### Requirement:
Can you retype the listing below word for word, starting at the line with "Task: draw a bounding box around the person" and continuing through the listing's final line, with both of those lines included?

### Exercise material:
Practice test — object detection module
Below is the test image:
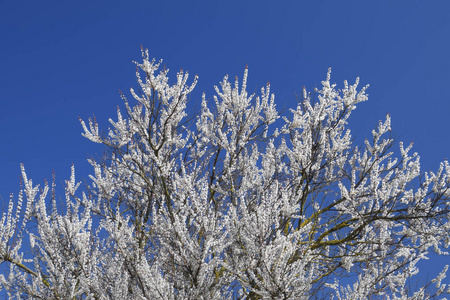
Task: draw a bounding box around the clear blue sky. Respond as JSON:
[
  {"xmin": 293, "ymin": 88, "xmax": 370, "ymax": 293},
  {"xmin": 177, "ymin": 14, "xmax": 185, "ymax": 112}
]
[{"xmin": 0, "ymin": 0, "xmax": 450, "ymax": 290}]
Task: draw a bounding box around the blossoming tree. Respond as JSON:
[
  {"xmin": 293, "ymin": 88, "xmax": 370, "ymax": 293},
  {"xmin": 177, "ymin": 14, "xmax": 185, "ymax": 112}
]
[{"xmin": 0, "ymin": 51, "xmax": 450, "ymax": 299}]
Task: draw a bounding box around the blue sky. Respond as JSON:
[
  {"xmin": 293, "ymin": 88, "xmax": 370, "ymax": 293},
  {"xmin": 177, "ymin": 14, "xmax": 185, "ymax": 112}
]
[{"xmin": 0, "ymin": 0, "xmax": 450, "ymax": 290}]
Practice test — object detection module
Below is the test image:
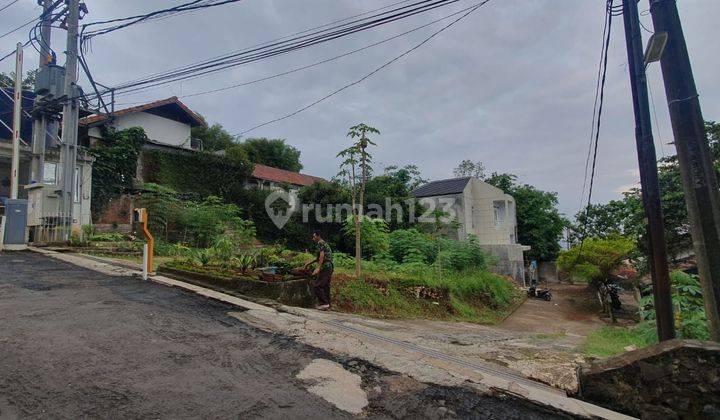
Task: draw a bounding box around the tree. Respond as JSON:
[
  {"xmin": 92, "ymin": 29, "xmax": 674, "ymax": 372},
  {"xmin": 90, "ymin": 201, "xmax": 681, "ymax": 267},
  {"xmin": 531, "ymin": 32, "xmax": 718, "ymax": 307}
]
[
  {"xmin": 338, "ymin": 123, "xmax": 380, "ymax": 278},
  {"xmin": 242, "ymin": 138, "xmax": 303, "ymax": 172},
  {"xmin": 453, "ymin": 159, "xmax": 485, "ymax": 179},
  {"xmin": 0, "ymin": 69, "xmax": 37, "ymax": 90},
  {"xmin": 485, "ymin": 173, "xmax": 567, "ymax": 261},
  {"xmin": 191, "ymin": 123, "xmax": 237, "ymax": 152},
  {"xmin": 557, "ymin": 236, "xmax": 635, "ymax": 322}
]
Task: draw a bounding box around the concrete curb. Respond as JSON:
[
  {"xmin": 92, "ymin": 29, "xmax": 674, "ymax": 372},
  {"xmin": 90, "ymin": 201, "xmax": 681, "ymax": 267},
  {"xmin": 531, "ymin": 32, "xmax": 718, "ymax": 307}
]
[{"xmin": 29, "ymin": 247, "xmax": 633, "ymax": 419}]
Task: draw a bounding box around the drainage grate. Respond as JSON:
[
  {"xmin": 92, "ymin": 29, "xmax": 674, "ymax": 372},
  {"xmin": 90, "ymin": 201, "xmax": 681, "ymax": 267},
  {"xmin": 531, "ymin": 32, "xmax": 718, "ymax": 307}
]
[{"xmin": 323, "ymin": 320, "xmax": 567, "ymax": 397}]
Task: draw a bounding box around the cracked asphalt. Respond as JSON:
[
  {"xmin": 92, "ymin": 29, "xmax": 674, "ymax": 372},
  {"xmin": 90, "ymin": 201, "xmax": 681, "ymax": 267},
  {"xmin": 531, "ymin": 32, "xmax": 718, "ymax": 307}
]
[{"xmin": 0, "ymin": 252, "xmax": 557, "ymax": 419}]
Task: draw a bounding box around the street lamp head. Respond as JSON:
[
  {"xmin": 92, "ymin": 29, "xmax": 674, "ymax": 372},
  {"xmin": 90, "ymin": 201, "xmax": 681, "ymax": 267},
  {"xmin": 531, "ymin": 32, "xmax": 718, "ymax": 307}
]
[{"xmin": 645, "ymin": 32, "xmax": 668, "ymax": 66}]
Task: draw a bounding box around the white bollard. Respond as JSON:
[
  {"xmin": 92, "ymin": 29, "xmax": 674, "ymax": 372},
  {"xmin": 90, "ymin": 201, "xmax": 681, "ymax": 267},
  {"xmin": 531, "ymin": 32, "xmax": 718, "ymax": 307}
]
[{"xmin": 143, "ymin": 244, "xmax": 150, "ymax": 280}]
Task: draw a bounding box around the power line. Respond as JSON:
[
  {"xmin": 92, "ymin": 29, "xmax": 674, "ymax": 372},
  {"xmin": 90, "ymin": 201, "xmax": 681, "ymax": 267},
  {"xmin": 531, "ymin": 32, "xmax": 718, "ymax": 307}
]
[
  {"xmin": 238, "ymin": 0, "xmax": 490, "ymax": 136},
  {"xmin": 98, "ymin": 0, "xmax": 459, "ymax": 97},
  {"xmin": 573, "ymin": 0, "xmax": 617, "ymax": 249},
  {"xmin": 118, "ymin": 1, "xmax": 475, "ymax": 105}
]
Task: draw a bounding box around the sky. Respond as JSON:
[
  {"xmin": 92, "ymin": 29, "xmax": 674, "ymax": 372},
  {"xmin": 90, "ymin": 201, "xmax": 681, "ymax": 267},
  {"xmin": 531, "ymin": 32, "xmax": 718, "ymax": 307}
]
[{"xmin": 0, "ymin": 0, "xmax": 720, "ymax": 221}]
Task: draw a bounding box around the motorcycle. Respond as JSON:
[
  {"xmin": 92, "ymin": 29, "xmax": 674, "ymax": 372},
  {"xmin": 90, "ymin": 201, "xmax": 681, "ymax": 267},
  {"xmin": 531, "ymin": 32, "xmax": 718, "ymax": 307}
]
[{"xmin": 527, "ymin": 279, "xmax": 552, "ymax": 301}]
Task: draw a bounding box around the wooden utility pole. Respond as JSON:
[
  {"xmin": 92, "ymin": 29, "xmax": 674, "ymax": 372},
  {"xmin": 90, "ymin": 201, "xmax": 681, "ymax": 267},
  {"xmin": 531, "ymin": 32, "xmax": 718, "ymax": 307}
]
[
  {"xmin": 623, "ymin": 0, "xmax": 675, "ymax": 341},
  {"xmin": 10, "ymin": 42, "xmax": 23, "ymax": 200},
  {"xmin": 60, "ymin": 0, "xmax": 80, "ymax": 241},
  {"xmin": 649, "ymin": 0, "xmax": 720, "ymax": 341}
]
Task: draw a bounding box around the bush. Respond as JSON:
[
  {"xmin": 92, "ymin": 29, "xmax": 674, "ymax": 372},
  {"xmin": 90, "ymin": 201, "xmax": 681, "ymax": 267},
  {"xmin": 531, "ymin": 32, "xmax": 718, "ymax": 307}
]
[{"xmin": 388, "ymin": 229, "xmax": 438, "ymax": 264}]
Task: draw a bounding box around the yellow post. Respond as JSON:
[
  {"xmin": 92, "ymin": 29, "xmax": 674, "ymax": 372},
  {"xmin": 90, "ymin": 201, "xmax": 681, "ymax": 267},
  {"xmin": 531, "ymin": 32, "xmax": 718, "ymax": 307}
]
[{"xmin": 133, "ymin": 209, "xmax": 155, "ymax": 274}]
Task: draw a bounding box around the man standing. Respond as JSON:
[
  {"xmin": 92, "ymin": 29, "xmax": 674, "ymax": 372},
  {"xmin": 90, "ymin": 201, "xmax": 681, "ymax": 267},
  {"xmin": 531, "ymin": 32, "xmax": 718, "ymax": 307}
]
[{"xmin": 305, "ymin": 230, "xmax": 334, "ymax": 311}]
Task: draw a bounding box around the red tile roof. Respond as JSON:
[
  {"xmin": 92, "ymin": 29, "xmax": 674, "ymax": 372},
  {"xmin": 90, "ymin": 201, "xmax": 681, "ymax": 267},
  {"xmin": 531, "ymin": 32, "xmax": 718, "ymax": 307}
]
[
  {"xmin": 80, "ymin": 96, "xmax": 205, "ymax": 125},
  {"xmin": 252, "ymin": 163, "xmax": 325, "ymax": 187}
]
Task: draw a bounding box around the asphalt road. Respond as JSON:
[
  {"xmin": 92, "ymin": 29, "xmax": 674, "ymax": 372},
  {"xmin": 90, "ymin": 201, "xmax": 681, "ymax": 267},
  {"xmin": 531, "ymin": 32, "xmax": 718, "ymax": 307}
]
[{"xmin": 0, "ymin": 252, "xmax": 556, "ymax": 419}]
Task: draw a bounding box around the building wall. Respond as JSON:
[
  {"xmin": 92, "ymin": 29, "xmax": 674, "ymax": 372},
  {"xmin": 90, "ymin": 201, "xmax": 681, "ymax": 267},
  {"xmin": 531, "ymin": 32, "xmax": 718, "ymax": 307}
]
[{"xmin": 113, "ymin": 112, "xmax": 191, "ymax": 149}]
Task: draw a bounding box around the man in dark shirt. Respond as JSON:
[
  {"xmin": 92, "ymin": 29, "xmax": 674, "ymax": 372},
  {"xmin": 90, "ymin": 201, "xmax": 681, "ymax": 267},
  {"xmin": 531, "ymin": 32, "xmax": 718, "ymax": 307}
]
[{"xmin": 305, "ymin": 230, "xmax": 334, "ymax": 311}]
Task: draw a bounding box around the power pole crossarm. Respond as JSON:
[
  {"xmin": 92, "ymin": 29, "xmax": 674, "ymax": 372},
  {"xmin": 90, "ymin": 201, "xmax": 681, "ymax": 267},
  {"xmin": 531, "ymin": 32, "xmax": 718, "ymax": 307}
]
[
  {"xmin": 10, "ymin": 42, "xmax": 23, "ymax": 200},
  {"xmin": 60, "ymin": 0, "xmax": 80, "ymax": 240},
  {"xmin": 649, "ymin": 0, "xmax": 720, "ymax": 341}
]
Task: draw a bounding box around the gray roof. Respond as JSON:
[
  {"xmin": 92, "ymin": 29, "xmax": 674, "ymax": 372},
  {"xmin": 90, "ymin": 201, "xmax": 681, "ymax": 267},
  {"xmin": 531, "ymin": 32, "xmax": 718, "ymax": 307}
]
[{"xmin": 411, "ymin": 177, "xmax": 471, "ymax": 198}]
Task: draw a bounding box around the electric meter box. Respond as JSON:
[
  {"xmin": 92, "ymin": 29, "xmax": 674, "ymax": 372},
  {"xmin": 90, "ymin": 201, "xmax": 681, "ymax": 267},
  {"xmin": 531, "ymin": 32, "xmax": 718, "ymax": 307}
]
[
  {"xmin": 3, "ymin": 198, "xmax": 27, "ymax": 246},
  {"xmin": 35, "ymin": 64, "xmax": 65, "ymax": 98}
]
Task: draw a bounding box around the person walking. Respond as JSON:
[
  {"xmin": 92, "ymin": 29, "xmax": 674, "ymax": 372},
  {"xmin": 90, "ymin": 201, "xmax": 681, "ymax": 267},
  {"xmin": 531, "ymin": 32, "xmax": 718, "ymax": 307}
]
[{"xmin": 305, "ymin": 230, "xmax": 334, "ymax": 311}]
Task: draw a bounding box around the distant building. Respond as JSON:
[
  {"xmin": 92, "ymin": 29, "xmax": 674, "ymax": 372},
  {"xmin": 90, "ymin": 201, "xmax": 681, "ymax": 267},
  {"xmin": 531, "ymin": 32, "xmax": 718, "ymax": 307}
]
[
  {"xmin": 80, "ymin": 96, "xmax": 205, "ymax": 150},
  {"xmin": 412, "ymin": 177, "xmax": 530, "ymax": 282},
  {"xmin": 0, "ymin": 89, "xmax": 92, "ymax": 236}
]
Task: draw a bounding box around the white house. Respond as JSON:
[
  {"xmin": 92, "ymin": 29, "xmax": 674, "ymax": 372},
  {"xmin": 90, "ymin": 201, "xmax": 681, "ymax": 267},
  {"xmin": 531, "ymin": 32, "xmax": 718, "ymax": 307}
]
[
  {"xmin": 80, "ymin": 96, "xmax": 205, "ymax": 150},
  {"xmin": 412, "ymin": 177, "xmax": 530, "ymax": 282},
  {"xmin": 0, "ymin": 89, "xmax": 92, "ymax": 240}
]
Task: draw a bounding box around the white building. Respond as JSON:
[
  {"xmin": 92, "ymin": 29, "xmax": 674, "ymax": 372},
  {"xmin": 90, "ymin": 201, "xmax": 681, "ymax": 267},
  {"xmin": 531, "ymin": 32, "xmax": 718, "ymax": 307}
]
[
  {"xmin": 80, "ymin": 96, "xmax": 205, "ymax": 150},
  {"xmin": 412, "ymin": 177, "xmax": 530, "ymax": 282}
]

### Output for this exercise:
Task: draw a bounding box around the person walking. Respond as JSON:
[
  {"xmin": 92, "ymin": 29, "xmax": 674, "ymax": 372},
  {"xmin": 90, "ymin": 201, "xmax": 681, "ymax": 267},
  {"xmin": 531, "ymin": 32, "xmax": 718, "ymax": 307}
]
[{"xmin": 305, "ymin": 230, "xmax": 334, "ymax": 311}]
Task: draw a bounding box around the distant building. Respond as JSON:
[
  {"xmin": 92, "ymin": 29, "xmax": 674, "ymax": 372},
  {"xmin": 90, "ymin": 201, "xmax": 681, "ymax": 267},
  {"xmin": 531, "ymin": 32, "xmax": 718, "ymax": 307}
]
[
  {"xmin": 80, "ymin": 96, "xmax": 205, "ymax": 150},
  {"xmin": 412, "ymin": 177, "xmax": 530, "ymax": 282},
  {"xmin": 0, "ymin": 89, "xmax": 92, "ymax": 236}
]
Task: draw a bounding box around the white house. Respond as JSON:
[
  {"xmin": 92, "ymin": 29, "xmax": 674, "ymax": 372},
  {"xmin": 90, "ymin": 201, "xmax": 681, "ymax": 267},
  {"xmin": 531, "ymin": 32, "xmax": 718, "ymax": 307}
]
[
  {"xmin": 80, "ymin": 96, "xmax": 205, "ymax": 150},
  {"xmin": 412, "ymin": 177, "xmax": 530, "ymax": 282},
  {"xmin": 0, "ymin": 89, "xmax": 92, "ymax": 240}
]
Task: draw a bounding box around the white building. Respond as JSON:
[
  {"xmin": 92, "ymin": 29, "xmax": 674, "ymax": 372},
  {"xmin": 90, "ymin": 201, "xmax": 681, "ymax": 267},
  {"xmin": 531, "ymin": 32, "xmax": 718, "ymax": 307}
]
[
  {"xmin": 80, "ymin": 96, "xmax": 205, "ymax": 150},
  {"xmin": 412, "ymin": 177, "xmax": 530, "ymax": 282}
]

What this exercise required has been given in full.